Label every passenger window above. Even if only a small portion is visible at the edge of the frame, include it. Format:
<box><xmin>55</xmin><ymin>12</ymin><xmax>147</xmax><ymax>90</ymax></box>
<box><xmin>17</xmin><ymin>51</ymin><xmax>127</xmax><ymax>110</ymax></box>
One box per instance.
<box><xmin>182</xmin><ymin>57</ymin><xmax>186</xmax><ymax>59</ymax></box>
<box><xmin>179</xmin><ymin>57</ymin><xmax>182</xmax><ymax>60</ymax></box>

> The task
All of the material above should be printed exactly as it appears.

> Exercise result
Label every passenger window above. Even if only a small portion is visible at the edge of the frame, include it. Format:
<box><xmin>55</xmin><ymin>12</ymin><xmax>147</xmax><ymax>90</ymax></box>
<box><xmin>17</xmin><ymin>51</ymin><xmax>127</xmax><ymax>110</ymax></box>
One box per instance.
<box><xmin>182</xmin><ymin>57</ymin><xmax>186</xmax><ymax>59</ymax></box>
<box><xmin>179</xmin><ymin>57</ymin><xmax>182</xmax><ymax>60</ymax></box>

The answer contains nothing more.